• **Exercise set**
1 - From the article on the Snyder County search-and-rescue effort, list every clock time the article gives for a contact or event during the rescue.
2 - Extend the article on the Snyder County search-and-rescue effort, starting after its final sentence.

##### Text under study

Published November 28, 2009 12:46 am - Snyder County officials insist they did everything they could think of to get help during a search-and-rescue effort in a state forest, but each time they asked for help from PEMA, the state agency turned them down.
Response questioned concerning rescue effort
By Tricia Pursell
The Daily Item
TROXELVILLE -- In addition to requesting additional manpower upon the discovery of David Frank Bone, 64, of Mechanicsburg, Snyder County 911 Coordinator Chad Aucker asked PEMA for a "quicker means for extrication, including a rescue helicopter," he said.
Snyder County 911 first notified PEMA of the search-and-rescue effort at 8:50 p.m. Oct. 13, according to a phone log provided by PEMA in response to a Right-to-Know Law request.
At 5:40 a.m. Oct. 14, a Snyder County 911 dispatcher asked a PEMA official for any additional resources that would help with the search-and-rescue in the dense woodlands of the Snyder-Middleswarth Nature Area. The dispatcher was told PEMA does not have any listing of search-and-rescue resources, but provided a phone number to the Pennsylvania Search-and-Rescue Council.
At 12:16 p.m. the same day, a Snyder County Emergency Management official told PEMA that Bone had been found, but they still had not found any means of getting him to a landing zone for a medical helicopter, two miles away.
It would take three to four hours for rescue personnel to carry Bone there, Aucker said -- through two miles of rough terrain including a 45-degree slope, and a trail no wider than 12 inches that required rescue personnel to cut brush with chain saws.
At 12:25 p.m., Aucker again contacted PEMA and asked if any other resources for rescue were available.
According to the time log from PEMA, when Snyder County asked, state emergency management officials replied that there was no quicker way to get Bone off the mountain than by carrying him.
Bone was pronounced dead at 3:50 p.m., approximately 3 1/2 hours after being found a mile and a half off the nearest trail.
Medical personnel from LifeFlight, Geisinger Medical Center, Danville, attempted to reach Bone as quickly as possible, but by the time they met up with the rescue personnel carrying him out of the woods, he had already died, according to Chris Palmer, a Geisinger spokesman.

##########
##### Extracted entries

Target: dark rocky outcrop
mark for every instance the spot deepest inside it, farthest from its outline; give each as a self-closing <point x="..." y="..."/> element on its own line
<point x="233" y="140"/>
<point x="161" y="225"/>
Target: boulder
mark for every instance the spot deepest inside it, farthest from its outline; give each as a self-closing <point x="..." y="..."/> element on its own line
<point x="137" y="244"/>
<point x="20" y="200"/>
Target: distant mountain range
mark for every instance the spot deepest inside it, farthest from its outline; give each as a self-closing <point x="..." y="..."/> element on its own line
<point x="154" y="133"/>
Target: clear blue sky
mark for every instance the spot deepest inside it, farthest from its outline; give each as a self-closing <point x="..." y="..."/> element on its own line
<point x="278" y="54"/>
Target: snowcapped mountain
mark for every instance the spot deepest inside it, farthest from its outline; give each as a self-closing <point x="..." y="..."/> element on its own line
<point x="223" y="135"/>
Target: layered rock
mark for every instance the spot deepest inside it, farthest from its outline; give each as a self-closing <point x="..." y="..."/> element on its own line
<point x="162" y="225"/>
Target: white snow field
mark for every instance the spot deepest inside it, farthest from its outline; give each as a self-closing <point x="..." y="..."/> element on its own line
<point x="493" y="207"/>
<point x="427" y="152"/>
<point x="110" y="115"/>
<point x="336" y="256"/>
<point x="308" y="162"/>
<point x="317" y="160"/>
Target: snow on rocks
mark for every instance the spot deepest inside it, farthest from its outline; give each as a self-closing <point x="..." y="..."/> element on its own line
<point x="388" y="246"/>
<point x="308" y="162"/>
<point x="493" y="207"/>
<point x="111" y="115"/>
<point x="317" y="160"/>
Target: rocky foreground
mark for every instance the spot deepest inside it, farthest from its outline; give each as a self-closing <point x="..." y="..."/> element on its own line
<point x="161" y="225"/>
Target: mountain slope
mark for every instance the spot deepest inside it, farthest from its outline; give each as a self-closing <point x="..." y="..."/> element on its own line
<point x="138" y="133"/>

##########

• **Answers by task**
1 -
- 8:50 p.m., Oct. 13
- 5:40 a.m., Oct. 14
- 12:16 p.m., Oct. 14
- 12:25 p.m., Oct. 14
- 3:50 p.m., Oct. 14

2 -
If it had been requested by PEMA, a rescue helicopter from the National Guard would have taken one hour to prepare for deployment, and another hour to travel to the site from the closest base, at Fort Indiantown Gap in Annville.
"We didn't receive a mission," said Cory Angell, a National Guard public affairs officer with the Department of Military and Veterans Affairs at Fort Indiantown Gap. "I can't speculate on what our ability would have been to respond to it."
They receive their missions directly from PEMA, he said.
The failure to request the assistance of the National Guard was questioned by a pilot from the state Bureau of Forestry, according to reports released by PEMA.
"I would like to know if PEMA has the ability to seek support from the Army National Guard at (Fort Indiantown Gap)," Matthew Gross, an aircraft operations and safety specialist with the Bureau of Forestry, wrote in an Oct. 15 e-mail to PEMA. "Those assets are flying daily on local training sorties, but I know could be released in the event of a real-life (search-and-rescue) mission. Who better than these combat-ready/trained folks to do this sort of a mission?"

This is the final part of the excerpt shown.